▶ [Required work]
Reproduce the lines from the start through the line containing "1000,225 -> 1192,550", with every instance of "shirt" replaced by "top" and all else unchanged. Leave the pictures out of the answer.
━━━━━ Records for the exercise
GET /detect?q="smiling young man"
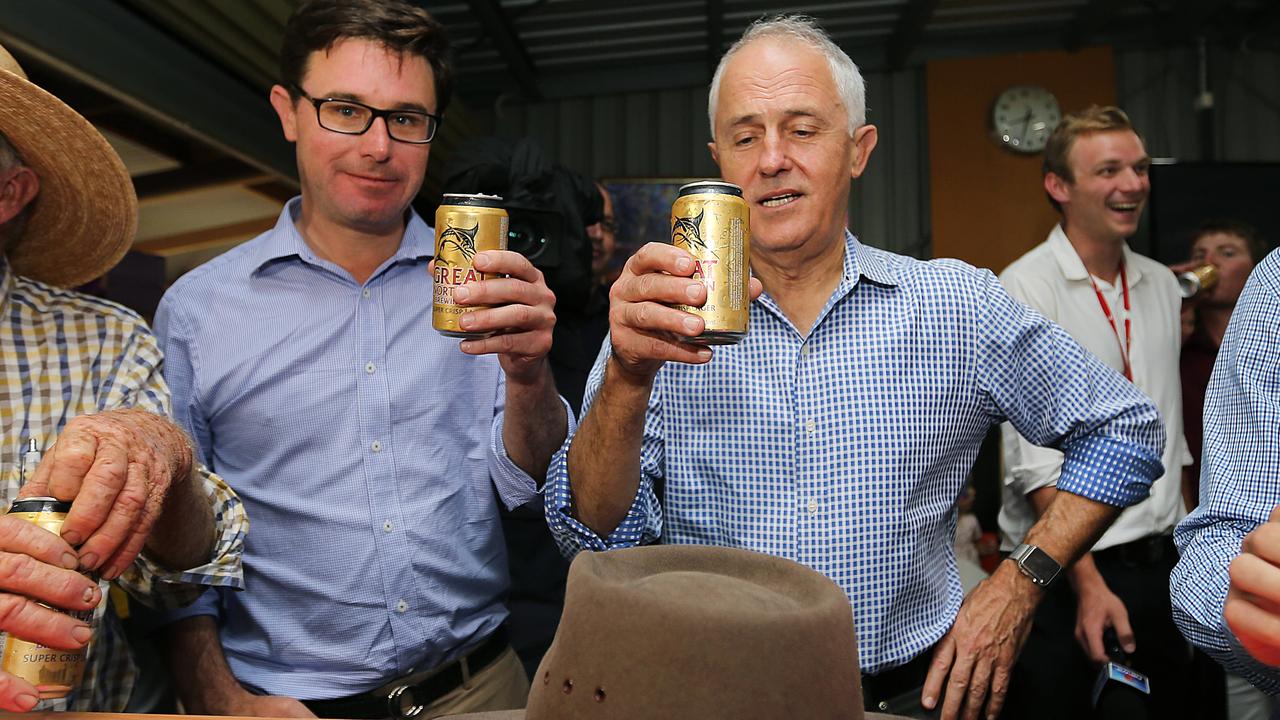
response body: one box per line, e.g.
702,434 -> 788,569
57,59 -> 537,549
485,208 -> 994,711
1000,106 -> 1190,719
545,17 -> 1164,719
156,0 -> 568,717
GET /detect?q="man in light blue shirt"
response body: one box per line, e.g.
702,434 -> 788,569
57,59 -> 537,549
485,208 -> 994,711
156,0 -> 570,717
547,18 -> 1165,717
1169,244 -> 1280,696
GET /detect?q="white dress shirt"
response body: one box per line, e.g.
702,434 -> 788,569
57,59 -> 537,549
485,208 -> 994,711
1000,225 -> 1192,550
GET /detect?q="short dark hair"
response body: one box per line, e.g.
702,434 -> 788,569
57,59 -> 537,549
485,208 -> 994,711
1041,105 -> 1142,213
1188,218 -> 1270,265
280,0 -> 453,115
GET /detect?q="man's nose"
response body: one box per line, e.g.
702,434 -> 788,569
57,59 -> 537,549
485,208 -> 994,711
759,133 -> 791,176
360,118 -> 396,160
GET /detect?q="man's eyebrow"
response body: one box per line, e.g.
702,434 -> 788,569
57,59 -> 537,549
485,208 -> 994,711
317,92 -> 431,114
728,108 -> 820,127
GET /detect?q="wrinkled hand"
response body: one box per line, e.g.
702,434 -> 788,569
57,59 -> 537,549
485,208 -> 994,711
0,515 -> 102,712
920,562 -> 1043,720
220,692 -> 316,717
1222,506 -> 1280,667
1075,571 -> 1138,662
429,250 -> 556,382
19,410 -> 192,580
609,242 -> 762,378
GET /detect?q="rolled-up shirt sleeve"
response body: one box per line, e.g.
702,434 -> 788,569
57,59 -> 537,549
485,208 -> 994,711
489,363 -> 577,510
978,266 -> 1165,507
1169,252 -> 1280,694
100,313 -> 248,609
544,337 -> 664,557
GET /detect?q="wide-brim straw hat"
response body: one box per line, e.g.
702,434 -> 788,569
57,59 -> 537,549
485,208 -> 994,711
452,546 -> 897,720
0,46 -> 138,287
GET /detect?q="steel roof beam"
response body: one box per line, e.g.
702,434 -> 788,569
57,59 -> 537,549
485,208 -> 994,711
467,0 -> 543,100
━━━━━━━━━━
▶ [Output for this task]
GET /detect?q="smiling young man"
response body: one box per line, e.g.
702,434 -> 788,569
57,59 -> 537,549
485,208 -> 994,711
1000,106 -> 1190,719
545,17 -> 1164,719
156,0 -> 568,717
GET /detect?q="man in light blue top"
response body: one box per line, e.g.
702,434 -> 788,569
57,59 -> 537,549
485,208 -> 994,711
156,0 -> 570,717
547,18 -> 1165,717
1169,244 -> 1280,696
GET /detect?q="white dress top"
response body: one box per line, e.g.
702,434 -> 788,569
57,59 -> 537,549
485,208 -> 994,711
1000,225 -> 1192,550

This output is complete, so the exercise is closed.